■ **Task requirements**:
Extract the stretch from the line containing "pitch --coords pixels" through the line containing "249L527 228L530 244L932", and copy those lines exactly as they appear.

■ **Listed records**:
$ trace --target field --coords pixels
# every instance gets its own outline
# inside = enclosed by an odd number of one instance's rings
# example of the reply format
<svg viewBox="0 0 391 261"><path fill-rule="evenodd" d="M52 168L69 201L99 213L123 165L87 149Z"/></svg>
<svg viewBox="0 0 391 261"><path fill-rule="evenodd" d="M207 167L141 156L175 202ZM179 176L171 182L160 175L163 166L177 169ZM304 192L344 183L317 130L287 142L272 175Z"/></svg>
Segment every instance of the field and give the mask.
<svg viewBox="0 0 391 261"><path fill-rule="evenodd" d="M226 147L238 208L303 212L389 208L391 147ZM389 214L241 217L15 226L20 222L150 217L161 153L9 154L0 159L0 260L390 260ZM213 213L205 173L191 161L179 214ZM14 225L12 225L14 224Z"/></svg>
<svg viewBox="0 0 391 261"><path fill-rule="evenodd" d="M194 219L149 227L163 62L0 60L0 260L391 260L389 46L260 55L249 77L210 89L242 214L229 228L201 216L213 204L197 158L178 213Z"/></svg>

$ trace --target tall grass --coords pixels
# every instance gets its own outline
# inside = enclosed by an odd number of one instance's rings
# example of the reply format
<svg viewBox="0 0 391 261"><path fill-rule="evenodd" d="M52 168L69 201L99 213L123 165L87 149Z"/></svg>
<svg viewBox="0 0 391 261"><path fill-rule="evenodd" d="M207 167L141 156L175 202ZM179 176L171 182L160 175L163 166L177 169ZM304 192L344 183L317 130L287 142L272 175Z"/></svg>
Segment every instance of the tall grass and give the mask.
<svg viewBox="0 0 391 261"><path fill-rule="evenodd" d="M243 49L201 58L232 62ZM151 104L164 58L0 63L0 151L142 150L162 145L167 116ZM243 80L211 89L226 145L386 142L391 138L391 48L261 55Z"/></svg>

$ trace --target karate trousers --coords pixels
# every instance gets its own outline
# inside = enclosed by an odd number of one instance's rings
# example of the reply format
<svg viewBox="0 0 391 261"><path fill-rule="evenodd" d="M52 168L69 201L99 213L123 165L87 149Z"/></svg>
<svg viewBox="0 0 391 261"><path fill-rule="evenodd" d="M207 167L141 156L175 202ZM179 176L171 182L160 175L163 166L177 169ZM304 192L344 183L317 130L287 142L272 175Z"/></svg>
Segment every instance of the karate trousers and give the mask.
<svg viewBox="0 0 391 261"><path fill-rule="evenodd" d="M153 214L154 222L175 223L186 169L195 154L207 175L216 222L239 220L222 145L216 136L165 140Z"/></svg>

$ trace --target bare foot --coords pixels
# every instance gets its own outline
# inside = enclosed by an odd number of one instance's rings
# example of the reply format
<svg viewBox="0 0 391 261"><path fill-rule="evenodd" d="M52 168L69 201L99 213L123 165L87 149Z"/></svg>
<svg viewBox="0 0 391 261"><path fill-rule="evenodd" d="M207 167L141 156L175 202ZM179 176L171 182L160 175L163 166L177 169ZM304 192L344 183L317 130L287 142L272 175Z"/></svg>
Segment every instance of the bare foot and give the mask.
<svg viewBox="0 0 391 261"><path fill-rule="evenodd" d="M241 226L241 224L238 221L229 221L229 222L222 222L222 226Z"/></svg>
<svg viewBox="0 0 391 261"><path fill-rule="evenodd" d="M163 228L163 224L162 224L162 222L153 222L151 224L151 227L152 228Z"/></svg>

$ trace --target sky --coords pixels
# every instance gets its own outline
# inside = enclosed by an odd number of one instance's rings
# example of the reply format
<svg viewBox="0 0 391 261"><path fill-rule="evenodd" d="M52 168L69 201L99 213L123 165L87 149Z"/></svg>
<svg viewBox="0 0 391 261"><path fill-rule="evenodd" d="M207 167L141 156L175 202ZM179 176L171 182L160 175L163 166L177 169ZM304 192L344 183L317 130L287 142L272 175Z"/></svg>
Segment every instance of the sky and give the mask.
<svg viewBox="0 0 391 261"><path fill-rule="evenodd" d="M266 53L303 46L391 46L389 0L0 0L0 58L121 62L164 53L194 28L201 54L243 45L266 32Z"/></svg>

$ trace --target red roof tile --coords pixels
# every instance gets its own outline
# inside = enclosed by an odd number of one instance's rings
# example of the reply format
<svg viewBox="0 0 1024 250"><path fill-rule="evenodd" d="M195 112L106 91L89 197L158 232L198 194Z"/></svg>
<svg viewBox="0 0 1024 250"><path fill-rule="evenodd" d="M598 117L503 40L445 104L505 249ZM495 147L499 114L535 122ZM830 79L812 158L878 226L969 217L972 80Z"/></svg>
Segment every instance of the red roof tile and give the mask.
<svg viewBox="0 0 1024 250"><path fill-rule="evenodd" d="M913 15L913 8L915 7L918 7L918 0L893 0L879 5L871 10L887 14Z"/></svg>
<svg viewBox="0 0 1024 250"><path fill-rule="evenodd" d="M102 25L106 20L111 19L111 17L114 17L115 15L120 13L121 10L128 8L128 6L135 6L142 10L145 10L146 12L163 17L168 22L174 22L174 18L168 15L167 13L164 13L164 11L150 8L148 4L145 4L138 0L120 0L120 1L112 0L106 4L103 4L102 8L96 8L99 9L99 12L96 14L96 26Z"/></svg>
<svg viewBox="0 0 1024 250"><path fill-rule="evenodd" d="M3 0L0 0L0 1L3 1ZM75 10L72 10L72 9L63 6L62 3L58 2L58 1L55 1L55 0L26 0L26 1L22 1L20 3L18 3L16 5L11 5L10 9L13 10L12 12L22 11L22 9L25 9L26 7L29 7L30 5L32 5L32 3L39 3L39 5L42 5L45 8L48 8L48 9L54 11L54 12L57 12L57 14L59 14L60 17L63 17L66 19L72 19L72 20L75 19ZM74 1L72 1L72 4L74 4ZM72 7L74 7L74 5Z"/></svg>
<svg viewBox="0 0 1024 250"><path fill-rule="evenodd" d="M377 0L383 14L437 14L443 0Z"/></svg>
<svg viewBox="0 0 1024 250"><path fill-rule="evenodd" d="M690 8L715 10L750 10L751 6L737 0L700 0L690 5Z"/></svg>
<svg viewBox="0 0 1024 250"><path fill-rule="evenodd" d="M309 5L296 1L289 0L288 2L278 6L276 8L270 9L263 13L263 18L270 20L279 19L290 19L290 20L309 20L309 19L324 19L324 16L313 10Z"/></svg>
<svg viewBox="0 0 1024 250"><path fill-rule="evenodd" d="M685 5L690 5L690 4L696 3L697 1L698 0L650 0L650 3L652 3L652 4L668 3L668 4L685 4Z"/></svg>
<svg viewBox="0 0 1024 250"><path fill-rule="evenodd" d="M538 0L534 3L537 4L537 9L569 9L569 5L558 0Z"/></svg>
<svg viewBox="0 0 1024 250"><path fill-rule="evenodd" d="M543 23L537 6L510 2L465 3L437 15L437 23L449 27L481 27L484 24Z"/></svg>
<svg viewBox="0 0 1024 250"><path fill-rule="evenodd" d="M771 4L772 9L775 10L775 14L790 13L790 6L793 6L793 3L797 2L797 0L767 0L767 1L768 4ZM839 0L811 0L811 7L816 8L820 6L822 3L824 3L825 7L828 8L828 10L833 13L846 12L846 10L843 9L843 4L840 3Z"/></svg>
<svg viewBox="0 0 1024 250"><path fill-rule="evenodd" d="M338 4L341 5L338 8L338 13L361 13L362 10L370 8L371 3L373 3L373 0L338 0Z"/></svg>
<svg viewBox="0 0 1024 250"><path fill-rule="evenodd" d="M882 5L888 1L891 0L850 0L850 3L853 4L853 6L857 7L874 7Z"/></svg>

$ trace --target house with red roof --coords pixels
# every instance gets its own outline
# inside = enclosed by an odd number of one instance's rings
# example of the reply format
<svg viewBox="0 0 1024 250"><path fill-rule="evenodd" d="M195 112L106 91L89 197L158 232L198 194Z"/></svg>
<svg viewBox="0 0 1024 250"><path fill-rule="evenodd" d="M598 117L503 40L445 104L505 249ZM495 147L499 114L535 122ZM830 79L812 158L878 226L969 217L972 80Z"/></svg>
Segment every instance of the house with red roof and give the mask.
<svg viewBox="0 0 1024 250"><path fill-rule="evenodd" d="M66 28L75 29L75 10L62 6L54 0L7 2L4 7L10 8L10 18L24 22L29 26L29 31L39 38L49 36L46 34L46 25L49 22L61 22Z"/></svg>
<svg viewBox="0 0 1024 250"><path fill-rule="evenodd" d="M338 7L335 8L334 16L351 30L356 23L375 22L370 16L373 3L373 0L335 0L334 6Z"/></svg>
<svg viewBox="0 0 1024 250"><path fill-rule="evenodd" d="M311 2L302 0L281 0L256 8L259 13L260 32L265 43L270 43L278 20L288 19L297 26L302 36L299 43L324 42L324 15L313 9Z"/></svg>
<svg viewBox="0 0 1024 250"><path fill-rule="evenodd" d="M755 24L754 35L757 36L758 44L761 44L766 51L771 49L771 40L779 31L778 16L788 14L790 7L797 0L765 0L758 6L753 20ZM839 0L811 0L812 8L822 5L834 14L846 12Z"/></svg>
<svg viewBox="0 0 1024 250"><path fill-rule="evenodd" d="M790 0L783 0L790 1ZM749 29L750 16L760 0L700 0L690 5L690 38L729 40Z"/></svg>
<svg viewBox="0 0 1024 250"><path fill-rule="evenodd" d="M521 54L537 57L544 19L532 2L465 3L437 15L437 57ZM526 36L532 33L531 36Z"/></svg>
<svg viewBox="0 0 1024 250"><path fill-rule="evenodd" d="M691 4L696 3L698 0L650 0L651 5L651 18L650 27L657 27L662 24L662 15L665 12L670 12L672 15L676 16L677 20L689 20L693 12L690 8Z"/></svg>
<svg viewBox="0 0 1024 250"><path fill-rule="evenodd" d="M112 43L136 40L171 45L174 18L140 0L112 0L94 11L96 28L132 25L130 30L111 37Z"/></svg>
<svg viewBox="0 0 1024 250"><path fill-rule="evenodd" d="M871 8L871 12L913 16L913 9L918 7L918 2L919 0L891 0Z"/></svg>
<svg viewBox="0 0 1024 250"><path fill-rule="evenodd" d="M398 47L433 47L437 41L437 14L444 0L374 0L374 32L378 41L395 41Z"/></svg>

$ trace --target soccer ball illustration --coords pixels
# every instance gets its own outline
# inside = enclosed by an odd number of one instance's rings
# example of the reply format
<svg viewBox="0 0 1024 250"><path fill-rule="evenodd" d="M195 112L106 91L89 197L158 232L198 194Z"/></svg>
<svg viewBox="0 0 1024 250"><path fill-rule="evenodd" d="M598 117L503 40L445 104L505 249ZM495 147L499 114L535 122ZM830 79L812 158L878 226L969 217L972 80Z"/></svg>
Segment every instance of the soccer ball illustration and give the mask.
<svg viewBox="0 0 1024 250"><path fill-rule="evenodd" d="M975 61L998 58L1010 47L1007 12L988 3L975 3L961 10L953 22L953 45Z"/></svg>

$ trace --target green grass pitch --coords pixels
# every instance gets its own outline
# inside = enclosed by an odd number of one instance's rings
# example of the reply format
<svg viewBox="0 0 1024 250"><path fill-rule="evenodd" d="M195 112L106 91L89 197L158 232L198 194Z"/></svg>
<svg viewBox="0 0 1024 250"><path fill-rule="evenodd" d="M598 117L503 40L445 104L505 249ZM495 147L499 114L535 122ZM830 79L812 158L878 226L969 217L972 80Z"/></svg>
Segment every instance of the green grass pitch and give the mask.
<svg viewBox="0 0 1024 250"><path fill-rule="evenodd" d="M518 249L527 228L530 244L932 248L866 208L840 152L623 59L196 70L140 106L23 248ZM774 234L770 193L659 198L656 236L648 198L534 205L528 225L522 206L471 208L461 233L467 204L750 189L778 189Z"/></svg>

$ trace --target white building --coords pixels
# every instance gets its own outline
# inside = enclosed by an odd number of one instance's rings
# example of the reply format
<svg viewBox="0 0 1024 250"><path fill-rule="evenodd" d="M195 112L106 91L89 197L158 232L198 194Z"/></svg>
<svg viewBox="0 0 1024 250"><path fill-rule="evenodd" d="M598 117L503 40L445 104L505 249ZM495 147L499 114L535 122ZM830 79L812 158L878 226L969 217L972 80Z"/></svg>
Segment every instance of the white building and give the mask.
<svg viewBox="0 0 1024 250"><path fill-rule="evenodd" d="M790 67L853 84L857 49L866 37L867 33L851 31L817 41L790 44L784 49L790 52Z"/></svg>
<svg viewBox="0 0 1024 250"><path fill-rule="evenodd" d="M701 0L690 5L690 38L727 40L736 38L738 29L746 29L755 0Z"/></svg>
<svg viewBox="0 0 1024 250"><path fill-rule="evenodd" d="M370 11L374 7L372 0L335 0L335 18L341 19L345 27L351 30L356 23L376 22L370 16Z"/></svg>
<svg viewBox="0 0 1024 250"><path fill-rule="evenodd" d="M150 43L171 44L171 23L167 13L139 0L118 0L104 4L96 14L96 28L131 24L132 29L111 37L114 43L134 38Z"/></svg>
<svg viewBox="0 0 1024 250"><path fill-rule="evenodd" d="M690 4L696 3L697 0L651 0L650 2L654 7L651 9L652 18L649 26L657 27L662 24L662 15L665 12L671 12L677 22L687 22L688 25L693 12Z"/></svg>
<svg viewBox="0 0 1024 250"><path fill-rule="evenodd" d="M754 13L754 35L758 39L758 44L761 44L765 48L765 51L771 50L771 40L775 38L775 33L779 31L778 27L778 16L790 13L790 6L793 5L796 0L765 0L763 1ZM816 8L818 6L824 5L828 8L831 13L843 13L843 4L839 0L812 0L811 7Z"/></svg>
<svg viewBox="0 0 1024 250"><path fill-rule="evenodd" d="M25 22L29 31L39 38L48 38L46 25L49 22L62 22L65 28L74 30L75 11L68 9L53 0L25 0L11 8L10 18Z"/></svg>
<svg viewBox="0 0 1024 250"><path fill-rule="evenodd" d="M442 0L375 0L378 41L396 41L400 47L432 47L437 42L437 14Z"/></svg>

■ **Final answer**:
$ trace --target green grass pitch --coords pixels
# every instance gets its own outline
# inside = enclosed by an odd number of one instance's rings
# example of the reply format
<svg viewBox="0 0 1024 250"><path fill-rule="evenodd" d="M195 112L106 91L89 197L158 232L198 194Z"/></svg>
<svg viewBox="0 0 1024 250"><path fill-rule="evenodd" d="M598 117L503 40L445 104L505 249ZM495 147L499 114L535 122ZM830 79L812 158L878 226L969 217L972 80Z"/></svg>
Segment every instance of the green grass pitch and give the mask.
<svg viewBox="0 0 1024 250"><path fill-rule="evenodd" d="M518 249L527 228L530 244L932 248L866 208L840 152L623 59L196 70L140 106L23 248ZM774 234L770 193L659 198L656 236L648 198L534 205L528 225L522 206L471 208L461 233L467 204L750 189L778 189Z"/></svg>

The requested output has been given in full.